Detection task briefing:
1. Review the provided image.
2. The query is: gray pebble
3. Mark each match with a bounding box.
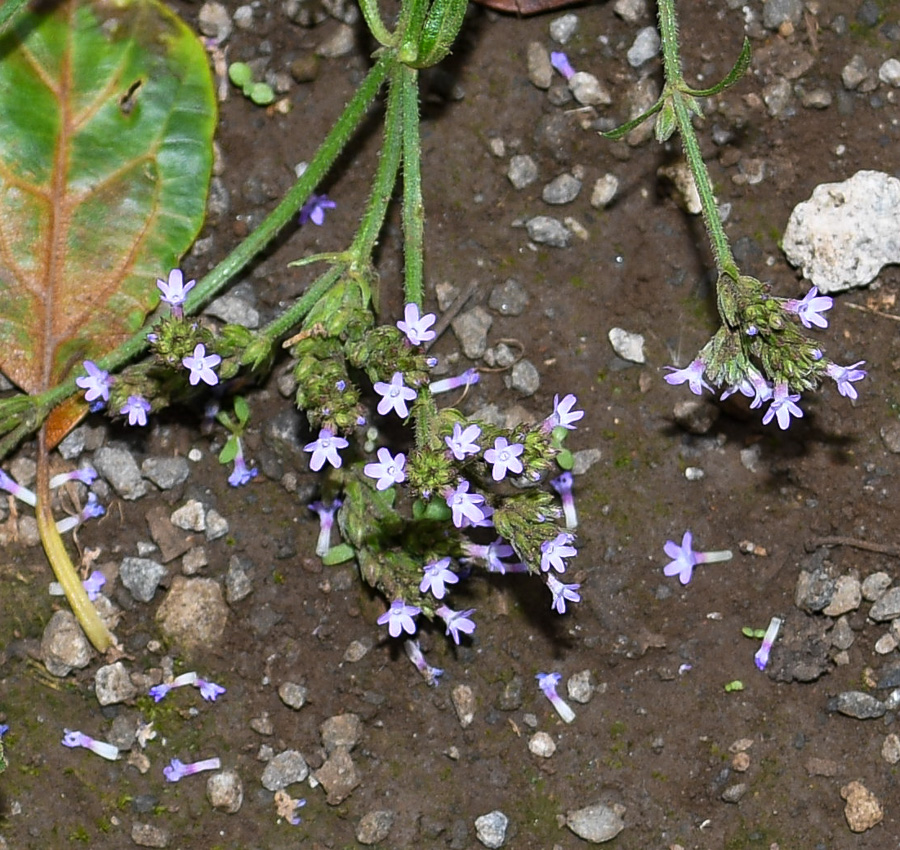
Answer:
[475,809,509,848]
[94,661,137,705]
[119,558,167,602]
[525,215,572,248]
[504,360,541,396]
[356,809,394,846]
[261,750,309,791]
[541,174,581,204]
[141,457,191,490]
[94,446,147,501]
[506,153,538,189]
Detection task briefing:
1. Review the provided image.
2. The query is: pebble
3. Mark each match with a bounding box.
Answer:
[41,611,94,677]
[504,359,541,396]
[841,781,884,832]
[475,809,509,848]
[528,732,556,759]
[566,803,625,844]
[626,26,660,68]
[260,750,309,791]
[206,770,244,815]
[506,153,538,189]
[541,173,581,204]
[450,305,494,360]
[609,328,647,363]
[94,661,137,705]
[356,809,395,846]
[119,558,167,602]
[93,446,147,501]
[156,576,228,652]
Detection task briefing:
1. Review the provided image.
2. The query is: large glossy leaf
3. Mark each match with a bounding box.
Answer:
[0,0,216,393]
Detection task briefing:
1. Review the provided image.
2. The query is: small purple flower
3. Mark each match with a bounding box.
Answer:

## WORK TO DO
Please copy all of the material above verbatim, omitting the picture.

## PROBLEM SOLUTION
Detection task briefing:
1. Review the provided image.
2. The query is: gray pebble
3. Mark each match with a bounding box.
Answer:
[475,809,509,848]
[94,661,137,705]
[119,558,167,602]
[525,215,572,248]
[504,360,541,396]
[356,809,394,846]
[261,750,309,791]
[541,174,581,204]
[141,457,191,490]
[94,446,147,501]
[506,153,538,189]
Detection task briefing:
1. Review the provided image.
2. The query is: pebble
3. Mark each match with a bounding box.
Answer:
[41,611,94,677]
[504,359,541,396]
[841,781,884,832]
[475,809,509,848]
[528,732,556,759]
[566,803,625,844]
[626,26,660,68]
[260,750,309,791]
[206,770,244,815]
[506,153,538,189]
[541,173,581,204]
[450,305,494,360]
[609,328,647,363]
[94,661,137,705]
[356,809,395,846]
[119,558,167,602]
[93,446,147,501]
[156,576,228,652]
Detection task briefing:
1. Review the provided image.
2. The query is: large glossy leaf
3. Mark each match with a bounding box.
Answer:
[0,0,216,393]
Detection task briefing:
1. Review the provided image.
2. The query is: small purple flower
3. Mark each match with a bounding box.
Answer:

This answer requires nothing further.